• [Information shown]
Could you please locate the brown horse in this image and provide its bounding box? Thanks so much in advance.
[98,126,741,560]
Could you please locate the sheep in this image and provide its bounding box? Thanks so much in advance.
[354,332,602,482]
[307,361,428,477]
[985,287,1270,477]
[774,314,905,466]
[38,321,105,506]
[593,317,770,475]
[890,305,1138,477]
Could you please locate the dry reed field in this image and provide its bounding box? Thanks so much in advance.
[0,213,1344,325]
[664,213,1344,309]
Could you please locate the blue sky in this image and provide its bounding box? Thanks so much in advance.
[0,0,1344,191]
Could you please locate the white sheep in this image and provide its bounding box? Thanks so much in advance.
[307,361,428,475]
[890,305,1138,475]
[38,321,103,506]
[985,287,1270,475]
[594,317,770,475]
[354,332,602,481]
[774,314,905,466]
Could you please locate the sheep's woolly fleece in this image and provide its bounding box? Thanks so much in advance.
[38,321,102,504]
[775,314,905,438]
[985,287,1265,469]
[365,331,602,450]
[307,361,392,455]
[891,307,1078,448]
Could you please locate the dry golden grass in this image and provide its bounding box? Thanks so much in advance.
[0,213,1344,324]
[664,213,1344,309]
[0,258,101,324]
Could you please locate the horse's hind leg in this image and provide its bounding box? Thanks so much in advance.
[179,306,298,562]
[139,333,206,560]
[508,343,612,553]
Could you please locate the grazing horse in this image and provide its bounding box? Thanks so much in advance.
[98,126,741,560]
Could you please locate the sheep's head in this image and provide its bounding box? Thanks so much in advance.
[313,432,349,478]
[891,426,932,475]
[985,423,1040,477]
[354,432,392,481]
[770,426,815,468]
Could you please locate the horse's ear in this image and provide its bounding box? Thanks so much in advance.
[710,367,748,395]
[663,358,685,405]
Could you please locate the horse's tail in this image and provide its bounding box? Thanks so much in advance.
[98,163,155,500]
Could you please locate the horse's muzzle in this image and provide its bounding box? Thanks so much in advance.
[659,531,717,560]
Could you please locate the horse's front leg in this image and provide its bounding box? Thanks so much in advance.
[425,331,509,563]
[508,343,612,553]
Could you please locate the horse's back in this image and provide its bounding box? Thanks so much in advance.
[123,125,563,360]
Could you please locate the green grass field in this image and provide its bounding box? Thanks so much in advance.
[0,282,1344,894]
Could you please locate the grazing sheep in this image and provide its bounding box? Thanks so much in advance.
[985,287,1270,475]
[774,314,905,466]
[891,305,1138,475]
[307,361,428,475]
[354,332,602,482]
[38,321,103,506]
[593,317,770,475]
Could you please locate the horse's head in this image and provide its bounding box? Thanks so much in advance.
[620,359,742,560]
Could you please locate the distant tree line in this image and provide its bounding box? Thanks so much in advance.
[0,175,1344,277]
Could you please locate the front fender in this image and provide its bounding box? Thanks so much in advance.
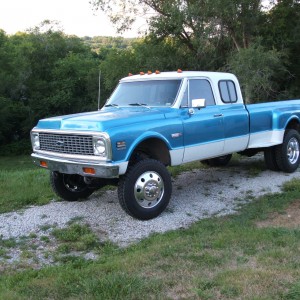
[126,131,172,161]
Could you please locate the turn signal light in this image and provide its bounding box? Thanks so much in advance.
[40,160,48,168]
[82,168,96,175]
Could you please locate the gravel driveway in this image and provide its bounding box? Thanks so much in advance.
[0,156,300,268]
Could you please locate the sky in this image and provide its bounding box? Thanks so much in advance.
[0,0,138,37]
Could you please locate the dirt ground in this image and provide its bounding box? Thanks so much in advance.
[257,200,300,228]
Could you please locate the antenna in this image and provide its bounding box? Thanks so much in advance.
[98,70,101,110]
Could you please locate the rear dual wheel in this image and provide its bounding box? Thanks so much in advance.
[275,129,300,173]
[118,159,172,220]
[264,129,300,173]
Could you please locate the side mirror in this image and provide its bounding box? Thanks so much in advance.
[192,98,206,109]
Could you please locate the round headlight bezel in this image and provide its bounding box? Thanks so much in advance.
[31,132,40,150]
[93,137,107,157]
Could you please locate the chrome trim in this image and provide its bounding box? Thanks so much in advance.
[31,153,128,178]
[31,127,112,161]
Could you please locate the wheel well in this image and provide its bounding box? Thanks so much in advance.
[286,119,300,133]
[129,138,171,166]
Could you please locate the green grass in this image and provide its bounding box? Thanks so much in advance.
[0,156,54,213]
[0,157,300,300]
[0,179,300,300]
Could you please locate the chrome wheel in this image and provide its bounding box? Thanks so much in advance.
[134,171,164,208]
[287,137,299,165]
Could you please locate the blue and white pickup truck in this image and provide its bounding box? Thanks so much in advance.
[31,70,300,220]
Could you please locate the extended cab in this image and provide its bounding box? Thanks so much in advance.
[31,70,300,220]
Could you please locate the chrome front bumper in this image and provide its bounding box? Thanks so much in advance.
[31,153,128,178]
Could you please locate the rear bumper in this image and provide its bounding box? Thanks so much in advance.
[31,153,128,178]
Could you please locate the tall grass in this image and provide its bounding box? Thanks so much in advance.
[0,156,54,213]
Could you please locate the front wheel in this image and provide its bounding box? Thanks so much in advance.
[118,159,172,220]
[276,129,300,173]
[50,172,94,201]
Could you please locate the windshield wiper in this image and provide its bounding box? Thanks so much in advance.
[129,102,151,109]
[105,104,119,108]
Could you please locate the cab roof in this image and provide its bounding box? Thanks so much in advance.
[120,71,236,82]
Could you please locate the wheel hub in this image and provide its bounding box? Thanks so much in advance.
[287,138,299,164]
[134,172,164,208]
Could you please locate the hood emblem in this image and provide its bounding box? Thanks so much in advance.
[55,141,65,147]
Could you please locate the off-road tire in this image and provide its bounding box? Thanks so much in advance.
[50,172,95,201]
[118,159,172,220]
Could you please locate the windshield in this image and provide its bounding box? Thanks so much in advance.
[106,80,181,106]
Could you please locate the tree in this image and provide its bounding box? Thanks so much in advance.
[92,0,262,51]
[227,44,287,103]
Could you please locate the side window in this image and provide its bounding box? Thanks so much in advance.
[181,86,189,107]
[219,80,237,103]
[189,79,216,106]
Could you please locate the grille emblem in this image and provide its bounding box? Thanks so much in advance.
[56,141,65,147]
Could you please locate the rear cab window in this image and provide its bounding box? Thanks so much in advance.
[181,79,216,107]
[219,80,238,103]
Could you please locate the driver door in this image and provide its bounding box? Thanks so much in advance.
[181,79,224,162]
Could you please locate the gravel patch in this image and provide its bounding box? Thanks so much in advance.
[0,157,299,265]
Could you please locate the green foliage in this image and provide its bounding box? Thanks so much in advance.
[228,44,287,103]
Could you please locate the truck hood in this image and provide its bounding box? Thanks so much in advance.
[36,107,174,131]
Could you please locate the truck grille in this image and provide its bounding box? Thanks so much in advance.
[39,133,94,155]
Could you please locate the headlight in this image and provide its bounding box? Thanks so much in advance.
[31,132,40,150]
[93,137,106,156]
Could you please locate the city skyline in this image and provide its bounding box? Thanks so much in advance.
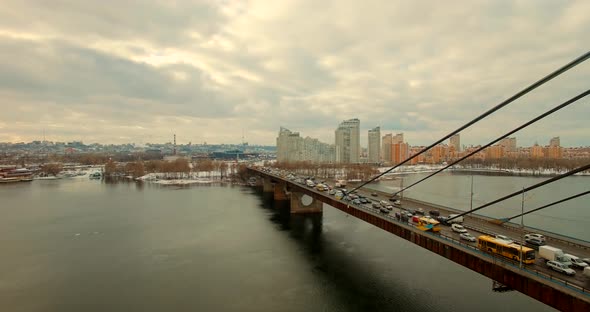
[0,1,590,146]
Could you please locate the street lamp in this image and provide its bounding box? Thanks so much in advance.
[520,186,524,269]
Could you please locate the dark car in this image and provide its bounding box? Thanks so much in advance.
[436,216,450,226]
[401,213,412,222]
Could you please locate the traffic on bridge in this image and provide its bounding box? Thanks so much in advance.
[251,168,590,310]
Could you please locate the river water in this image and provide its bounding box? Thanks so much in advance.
[370,172,590,241]
[0,179,564,312]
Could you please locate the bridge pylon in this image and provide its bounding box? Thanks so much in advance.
[291,192,322,213]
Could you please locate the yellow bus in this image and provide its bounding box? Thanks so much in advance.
[416,217,440,233]
[477,235,535,264]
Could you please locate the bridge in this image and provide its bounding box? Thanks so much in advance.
[248,167,590,311]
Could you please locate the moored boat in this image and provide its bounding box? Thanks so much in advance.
[0,168,33,183]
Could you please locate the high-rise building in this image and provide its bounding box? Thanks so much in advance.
[449,133,461,153]
[531,142,545,158]
[391,133,404,144]
[277,127,334,163]
[391,142,410,165]
[335,118,361,163]
[381,133,393,162]
[277,127,302,162]
[368,127,381,163]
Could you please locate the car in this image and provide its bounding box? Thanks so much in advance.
[524,233,545,242]
[524,237,545,246]
[459,232,475,242]
[564,254,588,269]
[547,260,576,275]
[451,223,467,233]
[495,234,514,243]
[436,216,451,226]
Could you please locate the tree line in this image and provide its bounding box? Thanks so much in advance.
[264,161,379,181]
[104,158,239,180]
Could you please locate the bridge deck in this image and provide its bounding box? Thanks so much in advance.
[250,169,590,311]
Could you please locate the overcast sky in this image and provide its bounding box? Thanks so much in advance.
[0,0,590,146]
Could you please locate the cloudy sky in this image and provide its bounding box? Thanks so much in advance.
[0,0,590,146]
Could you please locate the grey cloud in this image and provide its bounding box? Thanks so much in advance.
[0,36,239,116]
[0,1,590,145]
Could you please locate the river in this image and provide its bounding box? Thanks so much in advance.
[0,178,553,312]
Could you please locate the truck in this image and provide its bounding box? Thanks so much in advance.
[447,214,463,224]
[414,216,440,233]
[539,245,572,267]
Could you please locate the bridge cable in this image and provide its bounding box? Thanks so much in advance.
[500,191,590,224]
[350,51,590,192]
[447,164,590,221]
[393,89,590,196]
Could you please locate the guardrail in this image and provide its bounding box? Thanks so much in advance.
[396,198,590,250]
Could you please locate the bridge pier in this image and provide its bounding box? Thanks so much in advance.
[274,182,289,201]
[291,192,322,213]
[262,178,275,193]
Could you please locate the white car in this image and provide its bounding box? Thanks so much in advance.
[524,233,545,242]
[547,261,576,275]
[459,233,475,242]
[451,223,467,233]
[564,254,588,269]
[496,234,514,243]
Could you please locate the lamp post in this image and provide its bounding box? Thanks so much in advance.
[469,174,473,212]
[519,186,524,269]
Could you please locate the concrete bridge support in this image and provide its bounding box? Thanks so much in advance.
[274,182,289,201]
[291,192,322,213]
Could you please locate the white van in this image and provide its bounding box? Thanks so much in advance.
[447,214,463,224]
[563,254,588,269]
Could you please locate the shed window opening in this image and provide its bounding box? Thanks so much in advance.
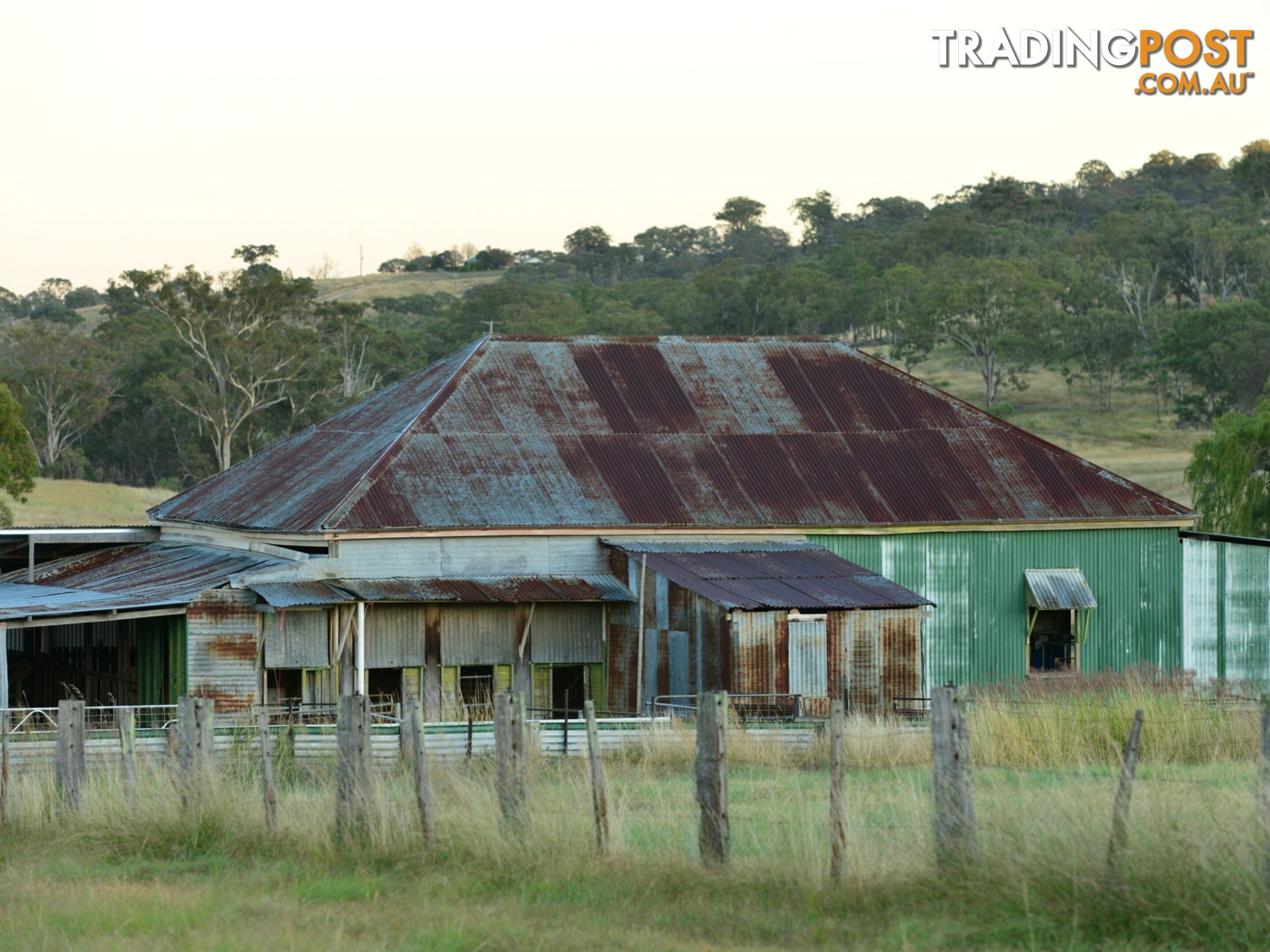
[459,664,494,721]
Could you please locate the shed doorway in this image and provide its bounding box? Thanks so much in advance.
[1027,610,1080,673]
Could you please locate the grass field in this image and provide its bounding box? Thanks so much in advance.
[0,689,1270,952]
[315,271,503,301]
[7,480,172,525]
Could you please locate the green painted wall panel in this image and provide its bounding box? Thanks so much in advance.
[809,528,1182,685]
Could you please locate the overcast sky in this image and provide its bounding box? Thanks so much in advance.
[0,0,1270,293]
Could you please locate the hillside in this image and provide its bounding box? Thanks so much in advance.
[314,271,505,302]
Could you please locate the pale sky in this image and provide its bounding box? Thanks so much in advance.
[0,0,1270,293]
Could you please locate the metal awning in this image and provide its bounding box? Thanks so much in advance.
[1023,569,1098,609]
[603,538,935,612]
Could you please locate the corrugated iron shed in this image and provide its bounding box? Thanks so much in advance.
[1023,569,1098,608]
[334,575,635,602]
[0,542,283,619]
[605,539,934,610]
[150,336,1190,532]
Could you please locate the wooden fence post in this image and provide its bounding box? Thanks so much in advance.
[1107,707,1142,873]
[696,691,732,863]
[582,701,609,855]
[335,694,371,840]
[176,697,216,802]
[55,701,85,810]
[931,685,979,867]
[829,701,847,882]
[1257,693,1270,886]
[407,697,437,849]
[0,716,9,826]
[494,691,528,826]
[114,707,137,800]
[255,706,278,833]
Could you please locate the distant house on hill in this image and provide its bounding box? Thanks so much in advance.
[0,336,1255,717]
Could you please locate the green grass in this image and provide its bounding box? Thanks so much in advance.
[0,681,1270,952]
[6,479,172,525]
[884,348,1208,505]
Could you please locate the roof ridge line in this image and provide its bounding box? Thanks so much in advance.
[321,334,490,529]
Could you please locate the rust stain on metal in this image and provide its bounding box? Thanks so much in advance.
[151,336,1190,532]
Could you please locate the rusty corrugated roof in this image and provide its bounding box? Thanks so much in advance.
[605,539,935,610]
[150,336,1190,532]
[0,542,283,619]
[333,575,635,602]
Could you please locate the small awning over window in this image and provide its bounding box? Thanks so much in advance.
[1023,569,1098,608]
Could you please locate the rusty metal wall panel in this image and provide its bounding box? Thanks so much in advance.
[730,612,788,694]
[366,604,429,668]
[876,609,925,714]
[788,621,829,698]
[263,610,330,668]
[185,589,260,712]
[530,602,605,664]
[847,610,882,717]
[441,606,519,665]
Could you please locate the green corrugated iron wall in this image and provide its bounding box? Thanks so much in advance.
[136,614,185,704]
[809,528,1182,687]
[1182,538,1270,688]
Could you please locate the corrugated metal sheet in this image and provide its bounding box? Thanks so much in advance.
[1023,569,1098,608]
[263,609,330,668]
[813,528,1189,694]
[530,603,605,664]
[334,575,635,602]
[185,589,260,711]
[366,604,429,668]
[248,581,353,608]
[0,542,283,619]
[1181,536,1270,689]
[609,539,930,614]
[151,338,1188,531]
[441,606,521,665]
[790,619,829,698]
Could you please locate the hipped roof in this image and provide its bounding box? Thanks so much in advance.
[150,336,1190,532]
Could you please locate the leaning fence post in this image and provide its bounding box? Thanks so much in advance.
[55,701,85,810]
[931,684,979,866]
[176,697,216,801]
[582,701,609,855]
[255,706,278,833]
[1107,707,1142,873]
[696,691,732,863]
[829,701,847,882]
[0,708,9,826]
[494,691,528,825]
[1257,694,1270,886]
[335,694,371,840]
[114,707,137,799]
[407,697,436,849]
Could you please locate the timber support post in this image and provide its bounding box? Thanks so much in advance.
[931,684,979,868]
[114,707,137,800]
[582,701,609,855]
[1107,707,1142,874]
[494,691,528,826]
[255,707,278,833]
[829,699,847,882]
[407,697,437,849]
[696,691,732,864]
[176,697,216,802]
[335,694,371,840]
[53,701,85,810]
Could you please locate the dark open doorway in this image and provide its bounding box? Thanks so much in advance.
[551,664,587,717]
[1027,610,1077,673]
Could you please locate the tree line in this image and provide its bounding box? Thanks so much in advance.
[0,140,1270,534]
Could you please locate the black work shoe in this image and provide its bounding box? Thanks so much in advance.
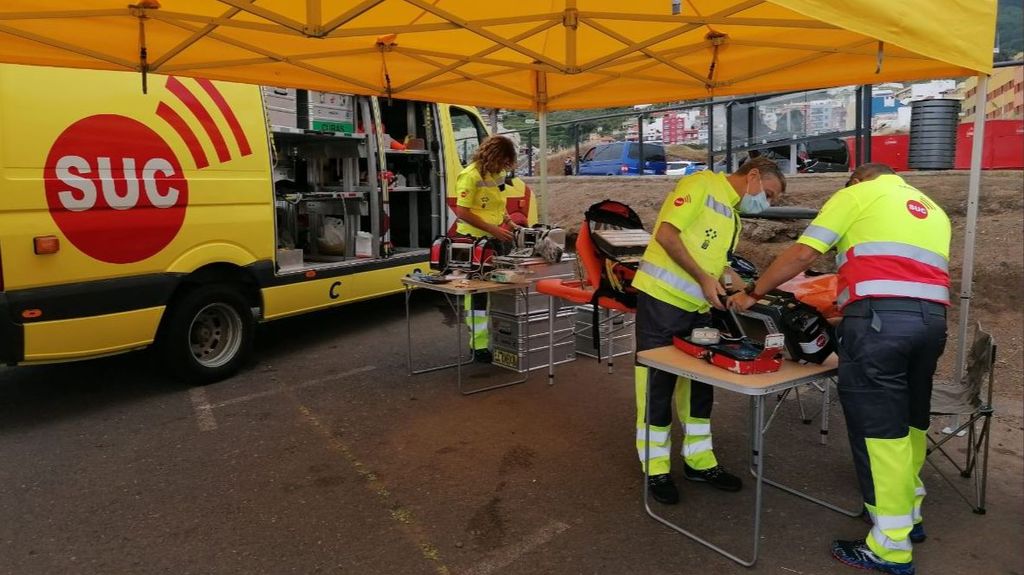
[647,473,679,505]
[683,463,743,491]
[833,539,913,575]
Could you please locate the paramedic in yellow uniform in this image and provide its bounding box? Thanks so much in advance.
[729,164,950,575]
[455,136,517,363]
[633,158,785,504]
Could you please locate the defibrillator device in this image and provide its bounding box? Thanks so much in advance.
[672,327,785,375]
[713,290,836,363]
[430,235,498,277]
[508,224,565,264]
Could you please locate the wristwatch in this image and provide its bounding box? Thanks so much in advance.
[743,281,765,300]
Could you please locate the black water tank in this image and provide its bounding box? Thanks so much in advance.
[907,99,959,170]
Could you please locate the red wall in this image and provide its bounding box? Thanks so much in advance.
[955,120,1024,170]
[846,120,1024,172]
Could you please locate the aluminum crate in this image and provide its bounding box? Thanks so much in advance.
[494,340,577,373]
[489,310,572,350]
[489,309,575,372]
[490,291,572,317]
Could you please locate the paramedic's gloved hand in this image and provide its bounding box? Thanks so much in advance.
[728,292,758,311]
[700,274,725,310]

• [To be done] Could you copy out, word for word, the lines in the records from the line with "Could you please locate the lamp" to the line with "[459,664,494,721]", including both of those lines and leaving the pictures out?

• [Answer for this exercise]
Could you please locate the lamp post in this image and provide its bounding box? Thanks so much in advance.
[469,174,473,212]
[519,186,524,269]
Could you please locate the concrete bridge support in this image and provide its bounding box? Thanks so much in advance.
[274,182,289,201]
[291,192,322,213]
Could you please locate the white van in this image and provide its bounding box? Thanks so much in advance.
[447,214,463,224]
[563,254,588,269]
Could you please locate the shed window opening in this image and provide its bounding box? Thanks so much in advance.
[459,664,494,721]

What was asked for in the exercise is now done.